Text block |
==================================================

On Carbon, Geophysicist Robin Bell Walks the Walk

The world’s leading earth scientist is not allowing collective inaction to absolve her of personal responsibility.

By
Peter Francis Deneen
March 07, 2019
robin bell in front of a whiteboard
Robin Bell leads the AGU the same way she lives her personal life: by example. Photo: Lamont-Doherty Earth Observatory

Robin Bell is a renowned geophysicist, the natural science which concerns itself with the physical processes and properties of the Earth. She has accumulated many accolades for her discoveries in Antarctica and Greenland, which include sub-glacial lakes, rivers that flow uphill, and a volcano beneath the West Antarctic ice sheet.

Bell is a research professor at Columbia’s Lamont-Doherty Earth Institute and the current president of the American Geophsyical Union. As the president of the world’s largest organization of earth and space scientists—the AGU includes 62,000 scientists from 144 countries—she is the de facto top earth scientist in the world. The sensitive polar regions Bell studies are warming quickly, a symptom of climate change wrought by emissions from mankind’s activities. She is acutely aware of her personal contributions to the problem: her fuel-intensive polar research and a demanding travel schedule.

For many Americans, even those convinced of the science, climate change is a problem requiring collective action and thus excuse themselves from making personal sacrifices to reduce their personal emissions. Some say individual efforts to curb climate change, like eating less meat or cutting down on their air travel, are largely symbolic and too small to make any meaningful impact. It is notable, however, that the world’s leading earth scientist is not allowing collective inaction to absolve her of personal responsibility.

A Profile of Robin Bell

It is a frigid winter day at the Lamont-Doherty Earth Observatory on the Hudson River. Ice and salt still crystallize the pavement from the last storm, so Bell drove her silver Prius to work. I follow the sound of laughter on the first floor of the Oceanography building and run into Bell at the end of the hall. She offers me loose tea and invites her dog, Nara, a fluffy white Samoyed, to join us in her office overlooking the river.

==================================================

Extracted data |
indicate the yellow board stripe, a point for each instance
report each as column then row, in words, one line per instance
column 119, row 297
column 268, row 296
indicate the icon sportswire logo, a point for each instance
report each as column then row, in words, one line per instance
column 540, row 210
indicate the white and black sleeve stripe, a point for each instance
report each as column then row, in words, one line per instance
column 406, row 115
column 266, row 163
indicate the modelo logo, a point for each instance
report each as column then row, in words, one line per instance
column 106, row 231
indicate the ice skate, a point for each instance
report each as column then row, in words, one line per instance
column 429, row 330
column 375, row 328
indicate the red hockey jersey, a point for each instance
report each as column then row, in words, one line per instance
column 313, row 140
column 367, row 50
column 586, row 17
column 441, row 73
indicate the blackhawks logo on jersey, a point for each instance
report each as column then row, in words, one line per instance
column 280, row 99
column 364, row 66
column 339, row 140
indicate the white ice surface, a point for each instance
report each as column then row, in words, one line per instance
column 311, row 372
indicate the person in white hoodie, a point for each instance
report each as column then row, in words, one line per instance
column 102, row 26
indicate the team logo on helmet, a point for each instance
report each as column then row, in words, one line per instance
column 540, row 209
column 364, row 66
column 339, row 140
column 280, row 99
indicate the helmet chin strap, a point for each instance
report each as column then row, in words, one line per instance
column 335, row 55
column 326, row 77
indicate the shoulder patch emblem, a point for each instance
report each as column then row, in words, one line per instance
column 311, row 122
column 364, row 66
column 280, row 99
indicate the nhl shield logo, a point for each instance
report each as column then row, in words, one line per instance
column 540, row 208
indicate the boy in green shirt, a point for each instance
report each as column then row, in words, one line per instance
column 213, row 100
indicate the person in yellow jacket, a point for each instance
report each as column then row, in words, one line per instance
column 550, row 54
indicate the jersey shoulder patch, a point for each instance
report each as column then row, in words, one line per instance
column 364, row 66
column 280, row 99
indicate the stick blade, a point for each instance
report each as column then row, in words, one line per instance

==================================================

Exercise directions | Repeat the part of the Robin Bell profile starting at "Robin Bell is" and ending at "Antarctic ice sheet.", word for word.

Solution for this exercise |
Robin Bell is a renowned geophysicist, the natural science which concerns itself with the physical processes and properties of the Earth. She has accumulated many accolades for her discoveries in Antarctica and Greenland, which include sub-glacial lakes, rivers that flow uphill, and a volcano beneath the West Antarctic ice sheet.